ACTIVITY 1:
Answer these questions from the probability distributions notebook below, one line each, labeled (a), (b), (c).
(a) What output does factorial(5) give?
(b) What mean is printed for the Poisson samples drawn with a rate of 10?
(c) How many of those samples fall within two standard deviations of 10?
ACTIVITY 2:
Extend the probability distributions notebook below, picking up after its final cell.

TEXT BLOCK:
Happy Valentines day!

Today we're working with probability distributions and variance.

In [14]:
import numpy
from matplotlib import pyplot
from scipy.special import factorial
In [3]:
def geometric(x, p):
    return (1-p)**(x-1) * p

x = numpy.linspace(1, 20, 20)
print(x)
[ 1.  2.  3.  4.  5.  6.  7.  8.  9. 10. 11. 12. 13. 14. 15. 16. 17. 18.
 19. 20.]
In [9]:
n_samples = 10000
pyplot.plot(x, n_samples * geometric(x, 0.3), "o-")
pyplot.hist(numpy.random.geometric(0.3, size=n_samples), bins=range(0,22), align="left")
pyplot.show()
In [15]:
factorial(5)
Out[15]:
array(120.)
In [19]:
def poisson(x, rate):
    result = numpy.exp(-rate) * (rate**x)
    result /= scipy.special.factorial(x)
    return result
print(poisson(numpy.array([1, 3, 9]), 10))

n_samples = 10000
x = numpy.linspace(0, 20, 21)
pyplot.plot(x, n_samples * poisson(x, 5), "o-")
pyplot.hist(numpy.random.poisson(5, size=n_samples), bins=range(0,22), align="left")
pyplot.show()
[0.000454   0.00756665 0.12511004]
In [20]:
poisson_samples = numpy.random.poisson(10, size=10000)
print(numpy.mean(poisson_samples))
9.9873
In [21]:
print(numpy.var(poisson_samples))
10.124738709999999
In [24]:
len([ s for s in poisson_samples if s > 10 - numpy.sqrt(10) and s < 10 + numpy.sqrt(10) ])
Out[24]:
7322
In [25]:
std_dev = numpy.sqrt(10)
len([ s for s in poisson_samples if s > 10 - 2 * std_dev and s < 10 + 2*std_dev ])
Out[25]:
9604

Now let's look at the normal or Gaussian distribution.

In [34]:
def normal(x, mean, variance):
    result = 1.0 / (numpy.sqrt(2 * numpy.pi * variance))
    result *= numpy.exp( - (x - mean)**2 / (2 * variance))
    return result
normal(0.5, 0, 1)
Out[34]:
0.3520653267642995

Plotting this function over a linear space of 100 points between -5 and 5 looks good.

In [35]:
x = numpy.linspace(-5, 5, 100)
y = normal(x, 0, 1)
pyplot.plot(x, y)
pyplot.show()

SOURCE MATERIAL:
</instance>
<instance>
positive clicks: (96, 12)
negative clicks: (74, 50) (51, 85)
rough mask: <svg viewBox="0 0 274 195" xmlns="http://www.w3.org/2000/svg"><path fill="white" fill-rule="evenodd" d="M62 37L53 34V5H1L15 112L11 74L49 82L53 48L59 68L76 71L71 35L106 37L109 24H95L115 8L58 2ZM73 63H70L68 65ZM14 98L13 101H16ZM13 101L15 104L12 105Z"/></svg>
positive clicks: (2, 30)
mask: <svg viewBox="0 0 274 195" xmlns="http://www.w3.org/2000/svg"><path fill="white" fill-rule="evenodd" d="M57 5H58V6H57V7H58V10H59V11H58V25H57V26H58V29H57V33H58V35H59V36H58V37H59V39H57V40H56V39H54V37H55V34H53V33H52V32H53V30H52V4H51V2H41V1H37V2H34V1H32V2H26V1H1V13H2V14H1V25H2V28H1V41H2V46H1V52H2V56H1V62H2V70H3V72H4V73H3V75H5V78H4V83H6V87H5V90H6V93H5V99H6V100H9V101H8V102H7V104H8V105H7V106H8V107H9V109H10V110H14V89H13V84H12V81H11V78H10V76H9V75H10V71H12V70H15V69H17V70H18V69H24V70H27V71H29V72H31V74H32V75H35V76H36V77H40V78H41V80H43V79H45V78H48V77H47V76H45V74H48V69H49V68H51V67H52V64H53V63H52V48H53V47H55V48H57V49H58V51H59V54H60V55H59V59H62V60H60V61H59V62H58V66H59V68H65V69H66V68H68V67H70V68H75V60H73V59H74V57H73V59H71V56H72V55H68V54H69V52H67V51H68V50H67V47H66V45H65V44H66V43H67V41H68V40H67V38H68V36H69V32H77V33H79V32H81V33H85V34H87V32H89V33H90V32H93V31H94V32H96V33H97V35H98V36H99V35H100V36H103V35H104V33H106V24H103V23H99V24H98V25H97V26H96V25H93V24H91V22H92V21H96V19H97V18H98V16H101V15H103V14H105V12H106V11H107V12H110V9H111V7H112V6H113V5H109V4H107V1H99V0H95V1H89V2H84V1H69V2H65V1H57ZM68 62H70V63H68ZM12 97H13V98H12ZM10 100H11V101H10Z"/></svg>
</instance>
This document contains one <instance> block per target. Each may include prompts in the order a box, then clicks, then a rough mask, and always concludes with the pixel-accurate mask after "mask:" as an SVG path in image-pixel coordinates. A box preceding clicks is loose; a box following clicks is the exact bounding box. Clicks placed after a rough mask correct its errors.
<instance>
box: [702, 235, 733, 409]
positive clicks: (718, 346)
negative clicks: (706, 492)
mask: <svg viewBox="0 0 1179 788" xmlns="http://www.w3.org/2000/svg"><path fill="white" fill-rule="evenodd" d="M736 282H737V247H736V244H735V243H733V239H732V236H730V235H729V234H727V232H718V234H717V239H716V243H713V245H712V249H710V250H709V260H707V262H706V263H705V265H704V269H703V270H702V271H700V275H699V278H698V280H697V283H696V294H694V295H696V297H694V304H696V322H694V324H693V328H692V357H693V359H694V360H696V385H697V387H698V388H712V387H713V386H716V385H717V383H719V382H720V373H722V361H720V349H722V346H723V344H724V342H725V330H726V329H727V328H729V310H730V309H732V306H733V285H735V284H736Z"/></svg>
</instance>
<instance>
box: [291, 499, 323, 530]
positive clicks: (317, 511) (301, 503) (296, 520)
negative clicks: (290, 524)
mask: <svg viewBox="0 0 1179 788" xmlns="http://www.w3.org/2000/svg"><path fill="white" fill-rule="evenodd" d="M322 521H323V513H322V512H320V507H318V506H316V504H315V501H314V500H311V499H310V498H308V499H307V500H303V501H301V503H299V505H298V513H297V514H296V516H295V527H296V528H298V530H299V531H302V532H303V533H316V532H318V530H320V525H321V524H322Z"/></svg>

TASK ANSWER 1:
(a) array(120.)
(b) 9.9873
(c) 9604

TASK ANSWER 2:
We can also generate a large number of samples and plot an empirical distribution.

In [27]:
normal_samples = numpy.random.normal(0, 1, size=10000)
normal_samples[0:10]
Out[27]:
array([ 1.08496757,  0.0048767 ,  0.94218285,  0.21632084,  1.00697706,
       -1.30270995, -2.52164597, -0.22192926,  0.09314268,  0.38271804])
In [29]:
pyplot.hist(normal_samples, bins=numpy.linspace(-5, 5, 100))
pyplot.show()

But putting these together will be more challenging than before. Here's what happens if I just multiply the probability function by the sample size like we did for the previous two:

In [36]:
## x and y haven't changed, but I'm repeating them here so we remember what they are
x = numpy.linspace(-5, 5, 100)
y = normal(x, 0, 1)
pyplot.plot(x, 10000 * y)
pyplot.hist(normal_samples, bins=x)
pyplot.show()

Why is the blue line so far above the orange histogram? The difference is that the normal probability function is a probability density for a continuous variable. We actually want the probability of a sample falling within a bin of width 0.1. That probability is pretty close to $10000 \cdot 0.1 \cdot \mathcal{N}(X|\mu, \sigma^2)$

In [37]:
## x and y haven't changed, but I'm repeating them here so we remember what they are
x = numpy.linspace(-5, 5, 100)
y = normal(x, 0, 1)
pyplot.plot(x, 10000 * ((5 - -5)/100) * y)
pyplot.hist(normal_samples, bins=x)
pyplot.show()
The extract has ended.